◆ **Aim of the task**
Without the images, output every record exactly as it appears.

◆ **Given records**

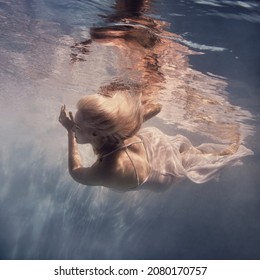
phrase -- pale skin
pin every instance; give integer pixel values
(113, 171)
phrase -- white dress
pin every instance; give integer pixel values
(174, 157)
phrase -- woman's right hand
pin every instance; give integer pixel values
(67, 122)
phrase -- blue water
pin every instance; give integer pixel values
(44, 214)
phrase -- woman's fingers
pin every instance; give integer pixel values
(71, 116)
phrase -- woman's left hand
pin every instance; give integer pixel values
(66, 121)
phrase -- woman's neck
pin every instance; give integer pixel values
(103, 147)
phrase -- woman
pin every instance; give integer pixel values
(128, 159)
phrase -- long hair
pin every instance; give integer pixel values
(114, 117)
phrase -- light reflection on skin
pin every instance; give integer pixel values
(156, 69)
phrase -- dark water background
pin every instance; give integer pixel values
(44, 214)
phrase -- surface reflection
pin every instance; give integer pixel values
(159, 71)
(44, 214)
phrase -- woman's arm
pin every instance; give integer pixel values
(84, 175)
(74, 159)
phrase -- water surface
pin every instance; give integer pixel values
(206, 64)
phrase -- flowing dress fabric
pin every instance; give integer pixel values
(174, 157)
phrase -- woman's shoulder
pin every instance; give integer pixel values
(128, 166)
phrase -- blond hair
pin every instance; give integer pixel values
(115, 117)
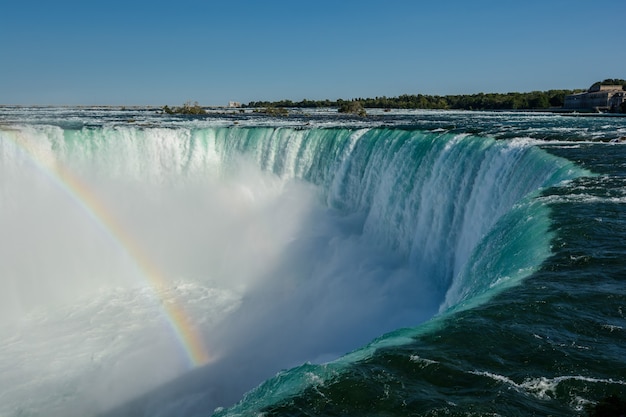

◆ **Response box**
phrase -- pale skin
pin every instance; give integer pixel values
(113, 171)
phrase -- white dress
pin every instance; give integer pixel values
(174, 157)
phrase -- woman's right hand
pin every instance; give integer pixel values
(67, 122)
phrase -- blue water
pin every instance; give integer pixel values
(44, 214)
phrase -- woman's fingers
pin every instance; give integer pixel values
(71, 116)
phrase -- woman's left hand
pin every instance; give integer pixel values
(66, 121)
phrase -- woman's neck
pin every instance; give integer pixel values
(103, 147)
phrase -- woman
pin every instance; give integer pixel values
(128, 159)
phrase -- long hair
pin every instance; give integer pixel values
(114, 117)
phrase -- light reflection on skin
pin every instance; give integer pixel values
(156, 69)
phrase -- dark water background
pin every instance; give integer pixel values
(44, 214)
phrase -- surface reflection
pin every instance; give integer pixel values
(159, 71)
(44, 214)
phrase -- woman's arm
pin every instance; give integer pixel values
(84, 175)
(74, 159)
phrase -- water surface
pin every instance; give integer pixel values
(206, 64)
phrase -- flowing dress fabric
pin every instance; give integer pixel values
(174, 157)
phrase -- woman's shoulder
pin every instance; give integer pixel values
(128, 166)
phrase -- blond hair
pin every instance; give integer pixel values
(115, 117)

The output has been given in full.